— Supplied passage —
__________
Shivering May Help Diabetics

A study has found that a lower thermostat in the cold weather can also mean higher insulin sensitivity in diabetics. So much so that it can be equal to what is accomplished through medication. Key to the effects are temperature swings throughout the day, the scientists found.

"It has previously been assumed that stable fixed indoor temperatures would satisfy comfort and health in most people,” said Wouter van Marken Lichtenbelt, Professor of Ecological Energetics and Health at Maastricht.

“However, this research indicates that mild cold and variable temperatures may have a positive effect on our health and at the same time are acceptable or even may create pleasure."

Type 2 diabetics changed their temperature for 10 days.
__________
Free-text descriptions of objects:
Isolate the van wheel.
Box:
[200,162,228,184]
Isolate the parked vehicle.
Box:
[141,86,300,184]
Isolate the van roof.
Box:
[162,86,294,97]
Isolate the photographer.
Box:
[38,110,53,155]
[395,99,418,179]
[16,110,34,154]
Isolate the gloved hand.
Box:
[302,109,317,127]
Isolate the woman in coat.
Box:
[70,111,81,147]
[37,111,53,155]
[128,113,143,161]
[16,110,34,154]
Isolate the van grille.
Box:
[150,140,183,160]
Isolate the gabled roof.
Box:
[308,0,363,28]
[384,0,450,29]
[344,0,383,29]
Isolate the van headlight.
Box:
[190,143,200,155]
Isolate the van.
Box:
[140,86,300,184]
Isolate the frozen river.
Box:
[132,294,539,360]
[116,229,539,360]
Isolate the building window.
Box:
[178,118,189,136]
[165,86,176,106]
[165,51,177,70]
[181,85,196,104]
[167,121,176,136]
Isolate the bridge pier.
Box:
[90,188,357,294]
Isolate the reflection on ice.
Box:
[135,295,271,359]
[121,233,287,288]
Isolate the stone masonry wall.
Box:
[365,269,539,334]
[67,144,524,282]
__________
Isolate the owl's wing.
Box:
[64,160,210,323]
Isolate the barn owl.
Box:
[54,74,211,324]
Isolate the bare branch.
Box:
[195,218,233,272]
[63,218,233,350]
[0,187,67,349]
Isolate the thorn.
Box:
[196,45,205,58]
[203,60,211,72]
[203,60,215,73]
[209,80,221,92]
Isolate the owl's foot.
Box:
__________
— Set of tasks —
1. Extract the stretch from "A study has" through "the scientists found." from the article on shivering and diabetics, copying it word for word.
2. According to the article on shivering and diabetics, what title does Wouter van Marken Lichtenbelt hold?
3. Proceed with the article on shivering and diabetics, writing on from its final sentence.

— Answers by item —
1.
A study has found that a lower thermostat in the cold weather can also mean higher insulin sensitivity in diabetics. So much so that it can be equal to what is accomplished through medication. Key to the effects are temperature swings throughout the day, the scientists found.

2. Professor of Ecological Energetics and Health at Maastricht.

3.
After the ten days, insulin sensitivity went up by more than 40 percent. Temperatures were varied from an average of 21C to 15-19C for a few hours each day. The study followed on from a 2014 study that looked at average household temperature and weight.

That previous study found that cooler home temperatures resulted in lower body weights as a means of helping to reduce obesity. Colder temperatures mean higher metabolic rates and shivering can burn up to 400 calories per hour, improving metabolic rates by five fold.

The researchers also found that people quickly adapt to lower temperatures and regulate body temperatures more naturally and with higher tolerances for discomfort.